** START Data entries **
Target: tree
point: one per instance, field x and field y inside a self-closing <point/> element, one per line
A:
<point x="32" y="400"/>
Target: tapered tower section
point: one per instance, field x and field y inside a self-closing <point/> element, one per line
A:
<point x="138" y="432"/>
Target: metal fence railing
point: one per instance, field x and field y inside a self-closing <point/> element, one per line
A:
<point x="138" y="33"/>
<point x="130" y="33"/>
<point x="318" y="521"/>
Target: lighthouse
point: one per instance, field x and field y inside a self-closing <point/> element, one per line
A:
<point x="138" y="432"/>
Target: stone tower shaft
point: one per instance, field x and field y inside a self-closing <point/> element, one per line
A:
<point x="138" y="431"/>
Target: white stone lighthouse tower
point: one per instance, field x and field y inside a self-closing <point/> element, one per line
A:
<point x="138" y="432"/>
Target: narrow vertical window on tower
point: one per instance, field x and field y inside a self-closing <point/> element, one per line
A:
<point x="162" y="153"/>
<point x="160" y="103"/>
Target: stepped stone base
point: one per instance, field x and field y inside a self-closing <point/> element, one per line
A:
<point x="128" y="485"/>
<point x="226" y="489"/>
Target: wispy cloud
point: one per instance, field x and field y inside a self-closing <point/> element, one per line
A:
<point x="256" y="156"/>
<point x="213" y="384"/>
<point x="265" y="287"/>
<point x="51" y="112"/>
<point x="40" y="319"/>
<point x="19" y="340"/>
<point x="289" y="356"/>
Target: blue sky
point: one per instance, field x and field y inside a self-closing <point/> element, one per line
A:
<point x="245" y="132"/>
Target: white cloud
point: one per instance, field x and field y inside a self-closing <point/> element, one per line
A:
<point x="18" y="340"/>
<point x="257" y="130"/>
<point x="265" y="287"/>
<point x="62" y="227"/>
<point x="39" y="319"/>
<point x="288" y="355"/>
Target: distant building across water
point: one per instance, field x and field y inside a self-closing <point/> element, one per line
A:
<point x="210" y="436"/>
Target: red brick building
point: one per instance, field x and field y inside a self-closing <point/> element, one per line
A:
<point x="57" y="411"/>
** END Data entries **
• **What to produce**: Copy all of the data above line for line, keeping every character unchanged.

• **The result**:
Target: tree
point: one per instance, field x and field y inside a self-closing <point/> element, one per line
A:
<point x="32" y="400"/>
Target: tapered tower section
point: one per instance, field x and field y inside a self-closing <point/> element, one per line
A:
<point x="138" y="432"/>
Target: metal fence railing
point: one per instance, field x and field y inside a self-closing <point/> element, one per line
A:
<point x="138" y="33"/>
<point x="130" y="33"/>
<point x="318" y="521"/>
Target: lighthouse
point: one per instance, field x and field y inside a self-closing <point/> element, one per line
A:
<point x="138" y="432"/>
Target: stone tower shaft
point: one per instance, field x and field y inside a self-closing <point/> element, one per line
A:
<point x="138" y="431"/>
Target: white stone lighthouse tower
point: one per instance, field x and field y inside a self-closing <point/> element, one per line
A:
<point x="138" y="432"/>
Target: narrow vertical window on tower
point: one per instance, field x and field y inside a self-closing <point/> element, one per line
A:
<point x="162" y="153"/>
<point x="160" y="103"/>
Target: stepped stone base
point: one per instance, field x and field y inside a self-closing <point/> element, one per line
A:
<point x="128" y="485"/>
<point x="226" y="489"/>
Target: wispy cloud
point: one per instance, field x and field y inside a self-closing <point/> element, one per line
A:
<point x="256" y="156"/>
<point x="213" y="384"/>
<point x="265" y="287"/>
<point x="51" y="112"/>
<point x="40" y="319"/>
<point x="19" y="340"/>
<point x="289" y="356"/>
Target: blue sky
point: one per instance, field x and field y inside a self-closing <point/> element, one per line
A:
<point x="245" y="132"/>
Target: white cloud
point: one per instance, field x and field y inside a self-closing <point/> element, one per line
A:
<point x="18" y="340"/>
<point x="257" y="130"/>
<point x="265" y="287"/>
<point x="62" y="227"/>
<point x="39" y="319"/>
<point x="288" y="355"/>
Target: distant building across water
point: one per instance, field x and field y inside a self-closing <point/> element, one per line
A:
<point x="210" y="436"/>
Target: red brick building
point: one per instance, field x and field y inside a self-closing <point/> element, one per line
A:
<point x="57" y="411"/>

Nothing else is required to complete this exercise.